YOUR TASK
From the records below, keep only the lines that contain the string "wall" and copy each of them. Treat uppercase and lowercase letters as different.

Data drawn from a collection

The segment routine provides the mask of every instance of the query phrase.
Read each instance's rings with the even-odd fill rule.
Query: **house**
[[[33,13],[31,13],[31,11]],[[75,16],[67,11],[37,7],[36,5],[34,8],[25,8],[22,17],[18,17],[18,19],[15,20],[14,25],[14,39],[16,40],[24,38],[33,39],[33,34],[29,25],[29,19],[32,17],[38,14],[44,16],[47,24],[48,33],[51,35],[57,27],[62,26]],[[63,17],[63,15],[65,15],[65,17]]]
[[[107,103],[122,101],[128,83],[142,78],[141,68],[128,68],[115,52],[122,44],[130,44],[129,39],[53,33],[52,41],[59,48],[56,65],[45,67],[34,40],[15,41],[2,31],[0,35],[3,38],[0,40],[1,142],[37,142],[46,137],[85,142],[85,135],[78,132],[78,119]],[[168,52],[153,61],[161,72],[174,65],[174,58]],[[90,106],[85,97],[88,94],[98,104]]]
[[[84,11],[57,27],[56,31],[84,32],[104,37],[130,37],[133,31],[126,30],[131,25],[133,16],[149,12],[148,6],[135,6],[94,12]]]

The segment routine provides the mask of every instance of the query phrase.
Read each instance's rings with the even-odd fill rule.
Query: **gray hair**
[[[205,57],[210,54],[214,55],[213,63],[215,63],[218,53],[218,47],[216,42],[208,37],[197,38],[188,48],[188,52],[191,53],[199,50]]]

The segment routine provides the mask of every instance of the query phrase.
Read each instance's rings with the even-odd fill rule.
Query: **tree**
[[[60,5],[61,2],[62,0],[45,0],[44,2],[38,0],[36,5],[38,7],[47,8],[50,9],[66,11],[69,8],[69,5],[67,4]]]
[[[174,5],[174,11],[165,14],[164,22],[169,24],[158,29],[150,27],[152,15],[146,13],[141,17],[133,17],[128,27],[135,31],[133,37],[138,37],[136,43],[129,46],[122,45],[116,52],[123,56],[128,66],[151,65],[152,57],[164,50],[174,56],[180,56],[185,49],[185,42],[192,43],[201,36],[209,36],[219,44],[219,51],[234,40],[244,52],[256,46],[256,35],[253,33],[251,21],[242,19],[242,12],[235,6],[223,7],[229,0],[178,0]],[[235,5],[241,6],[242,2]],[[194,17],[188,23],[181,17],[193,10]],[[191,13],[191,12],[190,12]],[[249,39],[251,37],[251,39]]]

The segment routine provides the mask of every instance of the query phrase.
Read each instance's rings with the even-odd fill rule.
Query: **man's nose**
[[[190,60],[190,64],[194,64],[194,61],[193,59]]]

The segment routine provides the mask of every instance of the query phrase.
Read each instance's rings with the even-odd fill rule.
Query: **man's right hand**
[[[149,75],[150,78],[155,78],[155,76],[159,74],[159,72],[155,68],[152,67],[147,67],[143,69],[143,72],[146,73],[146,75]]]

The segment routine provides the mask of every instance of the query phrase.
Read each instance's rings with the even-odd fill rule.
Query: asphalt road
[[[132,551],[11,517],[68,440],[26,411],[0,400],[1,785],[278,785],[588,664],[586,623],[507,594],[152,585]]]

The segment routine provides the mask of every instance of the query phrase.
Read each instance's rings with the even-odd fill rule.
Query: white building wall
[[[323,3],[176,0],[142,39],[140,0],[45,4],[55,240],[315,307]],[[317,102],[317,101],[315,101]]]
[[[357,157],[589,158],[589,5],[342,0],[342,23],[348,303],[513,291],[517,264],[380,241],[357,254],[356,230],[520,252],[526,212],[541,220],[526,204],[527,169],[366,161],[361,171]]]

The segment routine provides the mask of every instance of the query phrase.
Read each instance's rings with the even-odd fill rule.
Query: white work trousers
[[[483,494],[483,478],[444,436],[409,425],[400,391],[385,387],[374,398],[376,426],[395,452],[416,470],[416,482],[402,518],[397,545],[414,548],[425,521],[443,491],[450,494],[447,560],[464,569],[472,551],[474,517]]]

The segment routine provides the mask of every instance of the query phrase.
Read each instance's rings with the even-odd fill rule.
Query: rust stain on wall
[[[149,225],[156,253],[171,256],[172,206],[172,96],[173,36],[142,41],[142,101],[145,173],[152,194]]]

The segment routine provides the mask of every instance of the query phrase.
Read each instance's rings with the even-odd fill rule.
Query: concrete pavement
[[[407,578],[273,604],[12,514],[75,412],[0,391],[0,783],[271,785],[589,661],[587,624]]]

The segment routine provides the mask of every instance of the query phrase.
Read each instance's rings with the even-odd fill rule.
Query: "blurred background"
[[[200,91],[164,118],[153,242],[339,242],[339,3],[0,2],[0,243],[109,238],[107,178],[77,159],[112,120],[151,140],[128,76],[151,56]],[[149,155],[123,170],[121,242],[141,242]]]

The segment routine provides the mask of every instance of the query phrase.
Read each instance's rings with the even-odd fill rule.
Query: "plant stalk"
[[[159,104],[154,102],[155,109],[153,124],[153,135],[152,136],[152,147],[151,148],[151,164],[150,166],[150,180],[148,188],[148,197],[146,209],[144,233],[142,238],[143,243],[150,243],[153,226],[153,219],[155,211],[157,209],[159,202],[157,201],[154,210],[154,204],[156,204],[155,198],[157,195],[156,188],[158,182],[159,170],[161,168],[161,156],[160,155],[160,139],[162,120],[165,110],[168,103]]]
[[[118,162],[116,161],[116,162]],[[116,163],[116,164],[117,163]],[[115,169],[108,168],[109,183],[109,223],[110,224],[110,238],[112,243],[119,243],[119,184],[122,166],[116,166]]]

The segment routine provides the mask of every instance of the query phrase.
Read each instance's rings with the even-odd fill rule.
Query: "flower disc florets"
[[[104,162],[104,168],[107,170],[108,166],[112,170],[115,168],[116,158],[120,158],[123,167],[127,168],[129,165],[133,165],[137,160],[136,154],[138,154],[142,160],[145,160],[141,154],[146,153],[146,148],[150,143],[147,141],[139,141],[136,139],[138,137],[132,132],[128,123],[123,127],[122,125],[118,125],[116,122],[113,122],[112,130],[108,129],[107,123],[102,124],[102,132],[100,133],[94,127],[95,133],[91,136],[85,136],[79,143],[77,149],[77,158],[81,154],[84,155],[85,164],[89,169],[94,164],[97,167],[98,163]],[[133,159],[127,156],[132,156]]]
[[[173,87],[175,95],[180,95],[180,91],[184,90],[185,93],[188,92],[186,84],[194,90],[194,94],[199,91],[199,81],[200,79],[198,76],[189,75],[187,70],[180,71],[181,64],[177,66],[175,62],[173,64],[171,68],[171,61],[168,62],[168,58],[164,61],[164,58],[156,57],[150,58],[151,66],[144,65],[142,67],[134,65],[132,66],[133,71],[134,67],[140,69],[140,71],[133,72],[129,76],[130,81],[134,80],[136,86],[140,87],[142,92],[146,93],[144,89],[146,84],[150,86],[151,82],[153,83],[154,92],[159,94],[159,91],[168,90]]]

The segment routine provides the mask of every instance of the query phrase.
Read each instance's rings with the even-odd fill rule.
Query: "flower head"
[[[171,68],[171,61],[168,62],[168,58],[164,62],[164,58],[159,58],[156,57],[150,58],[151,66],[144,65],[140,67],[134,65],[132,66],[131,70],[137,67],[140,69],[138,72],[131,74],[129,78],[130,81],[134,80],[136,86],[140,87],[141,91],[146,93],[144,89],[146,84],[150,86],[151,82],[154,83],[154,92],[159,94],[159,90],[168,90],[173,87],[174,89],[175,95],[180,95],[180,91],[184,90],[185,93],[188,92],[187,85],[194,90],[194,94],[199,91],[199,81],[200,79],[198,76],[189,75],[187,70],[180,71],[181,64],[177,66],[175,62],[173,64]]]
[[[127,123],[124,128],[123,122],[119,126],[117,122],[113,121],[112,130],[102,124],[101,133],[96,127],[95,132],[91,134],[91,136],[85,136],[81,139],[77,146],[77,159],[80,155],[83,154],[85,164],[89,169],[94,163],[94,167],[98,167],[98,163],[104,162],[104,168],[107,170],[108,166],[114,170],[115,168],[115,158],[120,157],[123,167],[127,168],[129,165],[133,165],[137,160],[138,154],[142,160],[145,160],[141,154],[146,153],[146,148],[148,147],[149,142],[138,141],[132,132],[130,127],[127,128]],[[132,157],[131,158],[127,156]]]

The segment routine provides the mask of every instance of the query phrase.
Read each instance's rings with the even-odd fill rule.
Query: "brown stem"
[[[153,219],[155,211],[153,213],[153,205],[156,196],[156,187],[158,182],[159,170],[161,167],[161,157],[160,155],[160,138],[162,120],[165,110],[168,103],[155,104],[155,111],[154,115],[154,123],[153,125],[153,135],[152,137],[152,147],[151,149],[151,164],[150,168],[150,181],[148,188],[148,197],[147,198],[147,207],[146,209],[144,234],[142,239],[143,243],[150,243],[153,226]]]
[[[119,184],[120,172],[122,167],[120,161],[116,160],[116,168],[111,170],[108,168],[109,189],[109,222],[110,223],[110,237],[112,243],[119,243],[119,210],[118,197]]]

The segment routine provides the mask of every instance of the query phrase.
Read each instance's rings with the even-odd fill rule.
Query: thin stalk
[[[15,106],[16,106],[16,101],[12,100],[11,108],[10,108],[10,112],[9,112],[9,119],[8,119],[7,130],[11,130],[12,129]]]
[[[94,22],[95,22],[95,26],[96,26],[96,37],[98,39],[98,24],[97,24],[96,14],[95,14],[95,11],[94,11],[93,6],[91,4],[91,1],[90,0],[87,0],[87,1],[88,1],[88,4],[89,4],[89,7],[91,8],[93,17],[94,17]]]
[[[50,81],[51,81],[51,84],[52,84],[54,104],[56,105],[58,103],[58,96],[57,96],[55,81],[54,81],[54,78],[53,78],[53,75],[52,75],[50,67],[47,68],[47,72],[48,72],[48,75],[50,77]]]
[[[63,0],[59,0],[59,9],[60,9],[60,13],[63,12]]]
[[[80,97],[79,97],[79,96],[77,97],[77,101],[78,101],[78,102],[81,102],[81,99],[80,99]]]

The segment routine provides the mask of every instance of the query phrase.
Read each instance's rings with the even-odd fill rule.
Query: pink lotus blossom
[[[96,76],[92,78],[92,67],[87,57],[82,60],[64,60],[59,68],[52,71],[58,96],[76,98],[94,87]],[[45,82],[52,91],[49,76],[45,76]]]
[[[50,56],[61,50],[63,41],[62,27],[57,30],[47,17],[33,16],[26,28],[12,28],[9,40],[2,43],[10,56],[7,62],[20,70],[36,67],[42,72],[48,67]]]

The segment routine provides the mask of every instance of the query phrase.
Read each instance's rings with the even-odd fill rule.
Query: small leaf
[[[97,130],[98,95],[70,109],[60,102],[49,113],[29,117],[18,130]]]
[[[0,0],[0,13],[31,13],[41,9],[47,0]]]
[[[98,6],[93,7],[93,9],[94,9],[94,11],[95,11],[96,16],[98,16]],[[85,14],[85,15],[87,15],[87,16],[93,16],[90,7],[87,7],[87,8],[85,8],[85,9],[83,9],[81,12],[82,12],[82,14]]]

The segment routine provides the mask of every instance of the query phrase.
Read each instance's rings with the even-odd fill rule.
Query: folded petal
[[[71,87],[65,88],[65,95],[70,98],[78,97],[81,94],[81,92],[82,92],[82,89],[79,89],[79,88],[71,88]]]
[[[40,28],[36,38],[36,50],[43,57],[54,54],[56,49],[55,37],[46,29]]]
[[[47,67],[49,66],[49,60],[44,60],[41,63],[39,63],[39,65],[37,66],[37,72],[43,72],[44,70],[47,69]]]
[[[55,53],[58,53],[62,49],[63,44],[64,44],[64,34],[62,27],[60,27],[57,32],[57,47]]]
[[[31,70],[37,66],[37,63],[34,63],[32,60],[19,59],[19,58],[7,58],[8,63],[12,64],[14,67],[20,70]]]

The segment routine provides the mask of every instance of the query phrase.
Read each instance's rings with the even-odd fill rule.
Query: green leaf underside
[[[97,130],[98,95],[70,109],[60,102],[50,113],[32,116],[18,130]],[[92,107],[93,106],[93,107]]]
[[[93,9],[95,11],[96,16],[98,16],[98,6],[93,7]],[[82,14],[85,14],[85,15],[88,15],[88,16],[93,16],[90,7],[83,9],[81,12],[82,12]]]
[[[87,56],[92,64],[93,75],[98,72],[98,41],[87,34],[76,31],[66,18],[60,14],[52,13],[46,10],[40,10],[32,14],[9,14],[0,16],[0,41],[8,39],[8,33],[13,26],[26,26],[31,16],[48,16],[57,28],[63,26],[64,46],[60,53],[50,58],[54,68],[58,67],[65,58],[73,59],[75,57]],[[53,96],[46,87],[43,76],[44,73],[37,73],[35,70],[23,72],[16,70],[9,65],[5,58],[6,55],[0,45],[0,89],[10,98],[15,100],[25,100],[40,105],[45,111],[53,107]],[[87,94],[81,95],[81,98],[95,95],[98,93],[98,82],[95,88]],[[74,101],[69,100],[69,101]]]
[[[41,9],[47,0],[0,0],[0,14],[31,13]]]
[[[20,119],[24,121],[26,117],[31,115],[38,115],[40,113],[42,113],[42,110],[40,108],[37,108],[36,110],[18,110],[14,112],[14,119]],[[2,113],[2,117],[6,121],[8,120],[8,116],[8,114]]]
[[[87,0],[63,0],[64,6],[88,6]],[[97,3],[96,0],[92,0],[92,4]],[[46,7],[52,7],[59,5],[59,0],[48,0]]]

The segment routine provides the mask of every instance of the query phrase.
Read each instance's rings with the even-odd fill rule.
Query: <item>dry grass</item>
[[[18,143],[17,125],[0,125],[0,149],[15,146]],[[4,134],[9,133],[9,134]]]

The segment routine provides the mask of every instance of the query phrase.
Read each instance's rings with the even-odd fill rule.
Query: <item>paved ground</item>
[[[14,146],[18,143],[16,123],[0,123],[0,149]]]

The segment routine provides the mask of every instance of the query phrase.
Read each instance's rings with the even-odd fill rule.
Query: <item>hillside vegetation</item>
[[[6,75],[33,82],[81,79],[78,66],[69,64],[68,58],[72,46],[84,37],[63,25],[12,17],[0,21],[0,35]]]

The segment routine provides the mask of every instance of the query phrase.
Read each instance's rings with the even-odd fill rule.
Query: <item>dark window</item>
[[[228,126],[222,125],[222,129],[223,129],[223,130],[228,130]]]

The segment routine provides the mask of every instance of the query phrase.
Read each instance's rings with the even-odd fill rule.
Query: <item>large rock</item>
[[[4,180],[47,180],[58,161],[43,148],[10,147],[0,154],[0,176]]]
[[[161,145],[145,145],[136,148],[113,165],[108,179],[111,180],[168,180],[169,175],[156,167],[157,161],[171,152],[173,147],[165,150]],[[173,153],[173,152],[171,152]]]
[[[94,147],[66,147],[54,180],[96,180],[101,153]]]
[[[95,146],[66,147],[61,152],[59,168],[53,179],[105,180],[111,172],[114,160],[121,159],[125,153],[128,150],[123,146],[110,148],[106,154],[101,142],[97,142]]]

ANSWER TO THE TASK
Query: white building wall
Query: rust stain on wall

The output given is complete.